Aim → Copy the records below verbatim, starting at the line that contains "Note: spot the entrance" and continuing through the end of the records, both ends included.

Records supplied →
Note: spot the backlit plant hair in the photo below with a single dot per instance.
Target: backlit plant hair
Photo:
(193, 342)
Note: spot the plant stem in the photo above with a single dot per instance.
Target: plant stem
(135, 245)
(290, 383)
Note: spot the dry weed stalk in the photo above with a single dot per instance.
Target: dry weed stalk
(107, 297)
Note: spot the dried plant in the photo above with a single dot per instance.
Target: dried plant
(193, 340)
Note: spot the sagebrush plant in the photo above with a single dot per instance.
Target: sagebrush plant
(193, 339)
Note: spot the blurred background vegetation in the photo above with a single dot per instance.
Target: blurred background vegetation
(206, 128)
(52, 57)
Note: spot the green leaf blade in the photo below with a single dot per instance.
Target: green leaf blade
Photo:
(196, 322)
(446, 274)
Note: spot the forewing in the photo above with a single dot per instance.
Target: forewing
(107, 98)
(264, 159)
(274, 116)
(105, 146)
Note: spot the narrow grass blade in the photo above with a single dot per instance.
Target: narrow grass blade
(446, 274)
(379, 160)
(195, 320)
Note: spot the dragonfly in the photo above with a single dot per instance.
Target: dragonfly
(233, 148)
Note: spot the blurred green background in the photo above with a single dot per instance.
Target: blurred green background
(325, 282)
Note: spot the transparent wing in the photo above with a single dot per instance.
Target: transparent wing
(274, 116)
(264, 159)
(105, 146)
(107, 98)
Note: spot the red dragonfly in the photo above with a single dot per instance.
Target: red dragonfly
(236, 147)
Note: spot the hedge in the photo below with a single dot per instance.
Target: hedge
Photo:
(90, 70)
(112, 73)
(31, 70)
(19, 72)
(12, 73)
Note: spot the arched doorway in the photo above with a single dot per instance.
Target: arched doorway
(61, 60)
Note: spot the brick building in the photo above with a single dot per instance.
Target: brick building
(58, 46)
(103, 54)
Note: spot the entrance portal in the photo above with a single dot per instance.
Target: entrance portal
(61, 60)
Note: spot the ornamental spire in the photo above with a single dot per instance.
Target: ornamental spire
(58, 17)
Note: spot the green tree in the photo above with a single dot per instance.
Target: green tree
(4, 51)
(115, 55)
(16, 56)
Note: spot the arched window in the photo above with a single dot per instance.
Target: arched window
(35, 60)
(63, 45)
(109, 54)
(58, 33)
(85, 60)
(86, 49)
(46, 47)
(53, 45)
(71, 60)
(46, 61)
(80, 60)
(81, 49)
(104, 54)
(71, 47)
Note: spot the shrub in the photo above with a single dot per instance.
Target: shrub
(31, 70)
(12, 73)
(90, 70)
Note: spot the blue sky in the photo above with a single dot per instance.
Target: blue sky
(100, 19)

Written response →
Note: spot the entrance portal in the photo above with a single dot per instance.
Target: entrance portal
(61, 60)
Note: spot the ornamental spire in the photo above with a single dot per instance.
Target: ornamental spire
(58, 17)
Note: spot the green tree in the photo above with a single dot per instance.
Target: green tree
(4, 51)
(115, 55)
(16, 56)
Note: spot the arched window in the photo above with a single dot per instance.
Target: arched window
(35, 60)
(63, 45)
(109, 54)
(58, 33)
(85, 60)
(86, 49)
(46, 47)
(53, 45)
(71, 60)
(46, 61)
(80, 60)
(81, 49)
(104, 54)
(71, 47)
Note: spot the shrub in the photo above with a single dot per instance.
Target: shrub
(31, 70)
(12, 73)
(90, 70)
Note: spot the blue sky in the photo above with a single dot per instance.
Target: blue sky
(100, 19)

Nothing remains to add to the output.